◆ Aim of the task ◆
Return each line of the data below unchanged, please.
----- Working data -----
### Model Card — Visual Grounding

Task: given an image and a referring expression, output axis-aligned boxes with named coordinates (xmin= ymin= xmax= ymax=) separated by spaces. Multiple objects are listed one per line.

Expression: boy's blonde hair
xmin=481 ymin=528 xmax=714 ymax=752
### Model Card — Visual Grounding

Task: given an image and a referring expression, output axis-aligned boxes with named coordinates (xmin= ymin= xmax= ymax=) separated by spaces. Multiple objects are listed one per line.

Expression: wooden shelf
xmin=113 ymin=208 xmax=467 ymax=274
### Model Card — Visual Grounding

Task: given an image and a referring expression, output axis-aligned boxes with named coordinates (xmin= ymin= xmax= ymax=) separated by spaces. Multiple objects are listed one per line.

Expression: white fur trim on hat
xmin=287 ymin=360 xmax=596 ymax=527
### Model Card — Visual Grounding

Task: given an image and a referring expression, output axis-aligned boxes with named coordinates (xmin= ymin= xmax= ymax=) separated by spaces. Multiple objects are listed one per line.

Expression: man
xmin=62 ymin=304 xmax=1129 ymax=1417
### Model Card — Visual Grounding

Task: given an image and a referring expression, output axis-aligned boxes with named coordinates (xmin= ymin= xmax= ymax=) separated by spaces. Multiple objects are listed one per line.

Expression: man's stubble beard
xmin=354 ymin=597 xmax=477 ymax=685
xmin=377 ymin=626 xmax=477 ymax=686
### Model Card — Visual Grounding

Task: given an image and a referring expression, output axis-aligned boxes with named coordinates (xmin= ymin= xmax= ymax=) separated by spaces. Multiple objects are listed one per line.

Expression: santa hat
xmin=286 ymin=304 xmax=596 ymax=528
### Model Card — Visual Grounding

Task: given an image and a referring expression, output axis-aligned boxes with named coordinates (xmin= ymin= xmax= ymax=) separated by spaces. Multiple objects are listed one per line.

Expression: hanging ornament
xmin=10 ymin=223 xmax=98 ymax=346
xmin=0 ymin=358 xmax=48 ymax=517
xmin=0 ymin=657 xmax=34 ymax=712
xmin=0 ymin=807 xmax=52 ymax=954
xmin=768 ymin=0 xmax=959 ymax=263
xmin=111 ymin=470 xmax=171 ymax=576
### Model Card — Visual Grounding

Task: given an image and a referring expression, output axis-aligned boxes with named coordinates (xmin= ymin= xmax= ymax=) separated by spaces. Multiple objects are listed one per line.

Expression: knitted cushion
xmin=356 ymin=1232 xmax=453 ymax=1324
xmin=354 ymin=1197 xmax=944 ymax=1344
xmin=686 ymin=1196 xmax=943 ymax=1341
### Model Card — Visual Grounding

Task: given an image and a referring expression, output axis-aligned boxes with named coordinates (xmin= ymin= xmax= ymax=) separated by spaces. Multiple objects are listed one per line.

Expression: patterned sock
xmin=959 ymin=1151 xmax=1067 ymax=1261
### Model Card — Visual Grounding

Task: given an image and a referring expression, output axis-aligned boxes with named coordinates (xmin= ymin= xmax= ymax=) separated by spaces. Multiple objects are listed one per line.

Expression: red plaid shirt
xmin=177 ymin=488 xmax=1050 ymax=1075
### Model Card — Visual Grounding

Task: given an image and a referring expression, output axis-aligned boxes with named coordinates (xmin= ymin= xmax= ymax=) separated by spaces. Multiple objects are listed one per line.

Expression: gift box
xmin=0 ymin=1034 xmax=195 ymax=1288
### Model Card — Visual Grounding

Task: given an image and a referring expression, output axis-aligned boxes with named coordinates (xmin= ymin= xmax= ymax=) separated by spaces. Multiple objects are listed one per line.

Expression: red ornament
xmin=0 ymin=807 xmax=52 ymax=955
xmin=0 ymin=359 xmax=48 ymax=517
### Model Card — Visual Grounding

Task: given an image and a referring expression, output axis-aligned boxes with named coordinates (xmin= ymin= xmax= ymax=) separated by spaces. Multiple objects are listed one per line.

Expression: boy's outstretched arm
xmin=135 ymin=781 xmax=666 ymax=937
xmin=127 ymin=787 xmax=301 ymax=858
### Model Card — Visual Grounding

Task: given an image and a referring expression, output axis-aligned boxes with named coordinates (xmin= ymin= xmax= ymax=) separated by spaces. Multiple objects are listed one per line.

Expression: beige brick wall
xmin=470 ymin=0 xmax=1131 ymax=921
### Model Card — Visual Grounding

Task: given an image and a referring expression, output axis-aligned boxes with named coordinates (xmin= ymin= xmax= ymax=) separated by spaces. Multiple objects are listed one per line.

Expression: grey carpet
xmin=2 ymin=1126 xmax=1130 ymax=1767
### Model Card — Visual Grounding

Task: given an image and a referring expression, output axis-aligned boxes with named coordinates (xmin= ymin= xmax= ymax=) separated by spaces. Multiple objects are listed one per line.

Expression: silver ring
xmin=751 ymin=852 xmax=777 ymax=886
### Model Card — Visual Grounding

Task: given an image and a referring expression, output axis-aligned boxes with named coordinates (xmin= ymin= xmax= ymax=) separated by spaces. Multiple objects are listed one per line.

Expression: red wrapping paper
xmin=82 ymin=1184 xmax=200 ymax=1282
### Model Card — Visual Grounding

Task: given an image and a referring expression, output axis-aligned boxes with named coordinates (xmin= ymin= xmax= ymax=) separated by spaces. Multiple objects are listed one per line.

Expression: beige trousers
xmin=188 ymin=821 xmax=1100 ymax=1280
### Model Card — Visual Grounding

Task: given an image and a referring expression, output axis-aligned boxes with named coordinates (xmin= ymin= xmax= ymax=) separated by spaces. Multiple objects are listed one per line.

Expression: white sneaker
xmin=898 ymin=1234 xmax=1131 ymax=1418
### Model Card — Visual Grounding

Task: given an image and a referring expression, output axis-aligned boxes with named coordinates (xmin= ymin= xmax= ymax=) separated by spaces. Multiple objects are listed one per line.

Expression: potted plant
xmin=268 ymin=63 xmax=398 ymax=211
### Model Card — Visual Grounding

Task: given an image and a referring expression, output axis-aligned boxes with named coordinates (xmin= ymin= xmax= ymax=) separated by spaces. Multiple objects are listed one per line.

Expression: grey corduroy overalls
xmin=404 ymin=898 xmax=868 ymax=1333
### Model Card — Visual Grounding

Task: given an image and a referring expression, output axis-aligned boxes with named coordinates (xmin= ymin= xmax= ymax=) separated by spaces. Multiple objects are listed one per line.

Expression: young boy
-----
◆ Exercise output ◆
### Model Card — Visual Grounding

Task: given an image and a referring expression, output axis-aligned boxes with named coordinates (xmin= ymin= xmax= ymax=) separated by spaces. Multiple objects are listed one per line.

Expression: boy's blonde hair
xmin=481 ymin=528 xmax=714 ymax=752
### Model Card — Visual Grounding

Task: given an image and a referring expression, output axis-aligned boxes with named coordinates (xmin= ymin= xmax= ymax=) separated by spaces. Multiple objects are listed one per line.

Expression: wooden shelf
xmin=113 ymin=208 xmax=467 ymax=274
### Model Card — Visual Grounding

Task: given an image and a referring expression, output axis-aligned boxes with named coordinates (xmin= ymin= xmax= ymax=) separated by spaces. Multiple objects are listed one per line.

Expression: white fur trim on hat
xmin=287 ymin=360 xmax=596 ymax=527
### Model Card — Visual Grounding

Task: given an image and a referring expression, output axis-aligned boxes with named coordinates (xmin= ymin= xmax= ymax=) separated by spaces. Multiple objects are listed one per line.

Expression: man
xmin=62 ymin=304 xmax=1129 ymax=1417
### Model Card — Visual Grounding

Task: given an image and a referring expression, output axis-aligned boxes with named coordinates (xmin= ymin= xmax= ymax=) separated by spaces. Multiple objects are listed one per line.

Expression: man's stubble beard
xmin=354 ymin=597 xmax=477 ymax=685
xmin=377 ymin=626 xmax=477 ymax=686
### Model Card — Visual Grounding

Task: given an image and a referring expression, output axis-aligned boxes with named coordinates (xmin= ymin= xmax= ymax=) separated by spaces. Multiple objects are listed one per line.

Expression: santa hat
xmin=286 ymin=304 xmax=596 ymax=528
### Model Card — Visual Grounding

Task: given an image and a referring expression, output axis-aligned boxes with named coordinates (xmin= ymin= xmax= ymax=) separated by spaces. Multiple objects are listed one per line.

Expression: hanging ornament
xmin=10 ymin=223 xmax=98 ymax=346
xmin=0 ymin=358 xmax=48 ymax=517
xmin=0 ymin=657 xmax=34 ymax=712
xmin=0 ymin=807 xmax=52 ymax=954
xmin=768 ymin=0 xmax=959 ymax=263
xmin=111 ymin=470 xmax=171 ymax=576
### Model Card — Visual Grounding

Task: given an image and a referring expression, output axis-aligned boxes with named coordinates (xmin= ymin= xmax= ymax=) separated by spaces. Multiple objects are listed one per line.

Expression: knitted cushion
xmin=356 ymin=1232 xmax=453 ymax=1324
xmin=354 ymin=1197 xmax=944 ymax=1344
xmin=686 ymin=1196 xmax=943 ymax=1341
### Model Card — Visual Grounding

Task: given an image and a referring expression, output axis-aligned boxes with named coordinates (xmin= ymin= xmax= ymax=) separated by spaces. Multiple objects are listed one per line.

Expression: patterned sock
xmin=959 ymin=1151 xmax=1067 ymax=1261
### Model Card — Visual Grounding

Task: given an image and a referring expression, output axis-aligned boxes with named coordinates (xmin= ymin= xmax= ymax=) separated by spaces. Multiple objects are listed one per line.

Expression: red plaid shirt
xmin=177 ymin=488 xmax=1050 ymax=1075
### Model Card — Visual Grounding

Task: given an image and a referring expression, output axis-aligned boxes with named coordinates (xmin= ymin= xmax= ymax=) separated by spaces. Multiple objects are listed one per line.

Expression: gift box
xmin=0 ymin=1034 xmax=195 ymax=1288
### Model Card — Visual Grounding

Task: given an image and a referring expression, output axis-aligned boxes with named coordinates (xmin= ymin= xmax= ymax=) separated by spaces. Multiple objects are listed one per line.

Expression: red ornament
xmin=0 ymin=807 xmax=52 ymax=955
xmin=0 ymin=359 xmax=48 ymax=517
### Model Card — Visual Grounding

Task: given an image and a referring expression, output axis-aligned boxes with named coordinates (xmin= ymin= xmax= ymax=) separated by spaces. Multiple objects are listed one per line.

Expression: boy's outstretched arm
xmin=135 ymin=781 xmax=666 ymax=937
xmin=127 ymin=787 xmax=301 ymax=858
### Model Card — Visual Grounding

Task: given an image and a referring expression, output axis-aligned boxes with named coordinates (xmin= ymin= xmax= ymax=) separated by spaces. Multiple objects are listed one per line.

Expression: beige brick wall
xmin=470 ymin=0 xmax=1131 ymax=921
### Model Card — Visual Grounding

Task: given an image and a referring expression, output axis-aligned boxes with named coordinates (xmin= ymin= xmax= ymax=) separated by spaces. Multiple objects are listed one per line.

Expression: grey carpet
xmin=2 ymin=1126 xmax=1130 ymax=1767
### Model Card — Visual Grounding

Task: given an image and a referring expression, output axis-aligned boxes with named coordinates (xmin= ymin= xmax= ymax=) separated by spaces. Multiple objects are listed one per line.

Expression: silver ring
xmin=751 ymin=852 xmax=777 ymax=886
### Model Card — Visual Grounding

Task: given an image and a referring expression, output axis-aligned boxes with named coordinates (xmin= ymin= xmax= ymax=) separated by spaces. Multiple objects are listed one per line.

Expression: red wrapping paper
xmin=82 ymin=1184 xmax=200 ymax=1282
### Model Card — Visual Grounding

Task: given an image and a referring expression, output axis-aligned boxes with named coordinates (xmin= ymin= xmax= ymax=) separated by spaces. Multiple objects are listed one per line.

Expression: beige trousers
xmin=188 ymin=821 xmax=1100 ymax=1280
### Model Card — Visual Grounding

Task: given an image and a referring expression, output axis-aligned boxes with named coordinates (xmin= ymin= xmax= ymax=) separated by spaces. Multiple objects are listed one per line.

Expression: white sneaker
xmin=898 ymin=1234 xmax=1131 ymax=1418
### Model Card — Visual Grounding

Task: given an image and a referring expression, output axis-aligned boxes with named coordinates (xmin= ymin= xmax= ymax=) separated by spaces. Multiple objects are listed one per line.

Expression: potted plant
xmin=268 ymin=63 xmax=398 ymax=211
### Model Card — Visual Grounding

Task: given an image and a referring expression, output axis-aligned boxes with named coordinates (xmin= ymin= xmax= ymax=) separated by spaces. Multiple objects are listed one per line.

Expression: grey corduroy overalls
xmin=404 ymin=898 xmax=868 ymax=1333
### Model Card — Visual Grounding

Task: given an image and a referring expression, output axis-aligned boxes with named coordinates (xmin= ymin= xmax= ymax=) separated by spaces. Multiple objects are listed one per line.

Expression: young boy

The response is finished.